Every entry must appear in the answer exactly as written.

LISTED ENTRIES.
****

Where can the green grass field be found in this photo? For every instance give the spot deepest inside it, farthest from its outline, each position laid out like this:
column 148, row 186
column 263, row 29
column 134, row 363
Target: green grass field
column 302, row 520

****

RESULT OF THIS EXERCISE.
Where can the green grass field be found in this photo? For every instance give the spot deepest inside it, farthest from its outline, each position laid out like this:
column 148, row 186
column 263, row 29
column 134, row 363
Target: green grass field
column 302, row 520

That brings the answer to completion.